Problem requirements: Copy the material below exactly, but only from the line with "walkway and give integer pixel coordinates." onward, the final line included.

Dataset extract:
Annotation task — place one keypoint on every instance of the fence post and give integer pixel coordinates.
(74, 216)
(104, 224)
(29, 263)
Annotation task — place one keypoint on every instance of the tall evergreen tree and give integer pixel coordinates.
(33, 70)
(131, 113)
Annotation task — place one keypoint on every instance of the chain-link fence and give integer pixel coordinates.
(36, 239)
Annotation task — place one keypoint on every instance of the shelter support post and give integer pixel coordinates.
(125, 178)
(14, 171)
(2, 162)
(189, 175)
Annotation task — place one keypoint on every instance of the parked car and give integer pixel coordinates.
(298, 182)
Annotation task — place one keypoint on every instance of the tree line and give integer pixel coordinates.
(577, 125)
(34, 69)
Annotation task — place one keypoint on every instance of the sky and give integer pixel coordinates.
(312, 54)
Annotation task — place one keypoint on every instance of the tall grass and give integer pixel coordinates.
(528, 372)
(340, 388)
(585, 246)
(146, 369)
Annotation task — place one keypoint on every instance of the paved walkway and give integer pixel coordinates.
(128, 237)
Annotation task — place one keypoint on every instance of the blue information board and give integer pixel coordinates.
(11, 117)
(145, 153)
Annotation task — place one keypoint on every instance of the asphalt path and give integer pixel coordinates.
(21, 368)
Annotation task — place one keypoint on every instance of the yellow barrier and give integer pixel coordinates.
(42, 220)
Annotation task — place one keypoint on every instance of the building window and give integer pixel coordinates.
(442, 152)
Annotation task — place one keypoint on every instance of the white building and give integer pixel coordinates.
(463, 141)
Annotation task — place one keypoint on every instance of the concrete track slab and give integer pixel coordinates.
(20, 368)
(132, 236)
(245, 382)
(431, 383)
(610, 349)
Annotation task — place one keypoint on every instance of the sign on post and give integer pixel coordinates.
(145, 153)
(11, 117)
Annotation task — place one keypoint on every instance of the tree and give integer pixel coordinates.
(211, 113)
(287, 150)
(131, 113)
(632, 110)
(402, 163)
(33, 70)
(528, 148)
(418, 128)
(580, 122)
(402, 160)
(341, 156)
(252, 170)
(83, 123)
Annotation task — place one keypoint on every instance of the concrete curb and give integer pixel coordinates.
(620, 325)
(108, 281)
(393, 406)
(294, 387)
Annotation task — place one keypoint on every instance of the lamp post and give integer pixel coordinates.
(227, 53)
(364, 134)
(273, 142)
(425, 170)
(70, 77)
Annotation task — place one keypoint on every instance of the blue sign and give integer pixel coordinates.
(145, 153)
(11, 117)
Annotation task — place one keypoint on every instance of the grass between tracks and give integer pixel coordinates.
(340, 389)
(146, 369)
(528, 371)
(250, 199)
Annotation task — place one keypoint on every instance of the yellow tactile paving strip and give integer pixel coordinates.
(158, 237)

Exercise result:
Annotation task — place one keypoint on every instance of the paved walkway and give integer pixel coordinates.
(128, 237)
Annotation task — place one keypoint on every instance of the blue information board and give integer pixel coordinates.
(11, 117)
(145, 153)
Annotation task — place one keypoint on every instance of the asphalt path and give integer pixel coordinates.
(21, 368)
Annotation task — place one keypoint on every instance of the yellow barrier and give integer pixel coordinates.
(42, 220)
Annotation task — place one keypoint on every instance of the building window and give integer pixel coordinates.
(442, 152)
Annotation task — place one keypoint on every instance of the white building and give integer pixel coordinates.
(463, 141)
Annotation task — place one keypoint on every instance of the concrete track slab and give integer pixel coordinates.
(20, 368)
(132, 236)
(245, 382)
(431, 383)
(610, 349)
Annotation task — place one keypoint on every instance of the sign on post and give integer pixel coordinates.
(145, 153)
(11, 117)
Annotation task — place one keypoint on every instance of the tree and give integer pixel coordinates.
(211, 113)
(287, 150)
(131, 113)
(632, 110)
(402, 163)
(33, 70)
(528, 148)
(418, 128)
(580, 122)
(402, 160)
(341, 156)
(252, 170)
(83, 123)
Annotation task — place one keypoint on every instance of the concrete curb and give integer pixel coordinates.
(620, 325)
(108, 281)
(393, 406)
(294, 387)
Annotation task — place one keypoint on every instance of the lamp post and give integer pixel coordinates.
(227, 53)
(364, 134)
(273, 142)
(425, 170)
(70, 77)
Annotation task — place one keypoint on every instance of the blue sign and give integer pixel coordinates.
(145, 153)
(11, 117)
Annotation task — place one keypoint on every instance of the grass between tracks and give integer pixel coordinates.
(340, 389)
(146, 369)
(528, 371)
(250, 199)
Annotation task — place one keypoint on every instance of the yellow tactile paving strip and give integer pixel coordinates.
(158, 237)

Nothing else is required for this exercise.